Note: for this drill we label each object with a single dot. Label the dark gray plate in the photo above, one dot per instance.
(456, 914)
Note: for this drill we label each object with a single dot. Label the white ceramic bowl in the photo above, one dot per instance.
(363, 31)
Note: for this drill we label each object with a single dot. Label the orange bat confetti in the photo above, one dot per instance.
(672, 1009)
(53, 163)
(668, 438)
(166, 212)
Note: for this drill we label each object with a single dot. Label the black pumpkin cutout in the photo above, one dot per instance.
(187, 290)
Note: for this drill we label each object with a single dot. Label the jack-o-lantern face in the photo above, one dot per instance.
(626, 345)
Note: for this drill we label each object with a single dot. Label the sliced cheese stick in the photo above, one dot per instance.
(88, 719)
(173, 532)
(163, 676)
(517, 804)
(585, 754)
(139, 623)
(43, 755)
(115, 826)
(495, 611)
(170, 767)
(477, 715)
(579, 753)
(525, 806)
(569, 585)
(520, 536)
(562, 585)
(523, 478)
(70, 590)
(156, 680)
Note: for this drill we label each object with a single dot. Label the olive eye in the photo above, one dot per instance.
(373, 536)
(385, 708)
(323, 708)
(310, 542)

> [Task requirements]: Each record above must be output without any alteration.

> [Task result]:
Note: for this drill we label each object with a single dot. Label the dark gray plate in the photo above, one dot per instance.
(456, 914)
Note: for this drill we label each object with a single dot. Label the white ceramic bowl in the photo above, one dot per instance.
(363, 31)
Note: for this drill we label each object with a single dot. Label the orange bat confetti in the photo above, one dot per instance.
(672, 1009)
(53, 163)
(668, 438)
(166, 212)
Note: for this drill we label each object with a single dot. Label the black pumpkin cutout in the photo above, one dot per instance.
(187, 290)
Note: for this drill we label each object with a single dot. Label the jack-o-lantern face in the photo above, one dot per instance.
(626, 345)
Note: for this drill we label each object with a single dot. Label the sliced cheese stick in the photo above, one dot per instance.
(88, 719)
(173, 532)
(163, 676)
(517, 804)
(585, 754)
(139, 623)
(43, 755)
(115, 826)
(495, 611)
(170, 767)
(477, 715)
(579, 753)
(525, 806)
(569, 585)
(520, 536)
(562, 585)
(523, 478)
(70, 590)
(156, 680)
Note: for this drill we label each object with a single dot. Label the olive eye in the photo above, one dot per instance.
(373, 536)
(385, 708)
(323, 708)
(310, 542)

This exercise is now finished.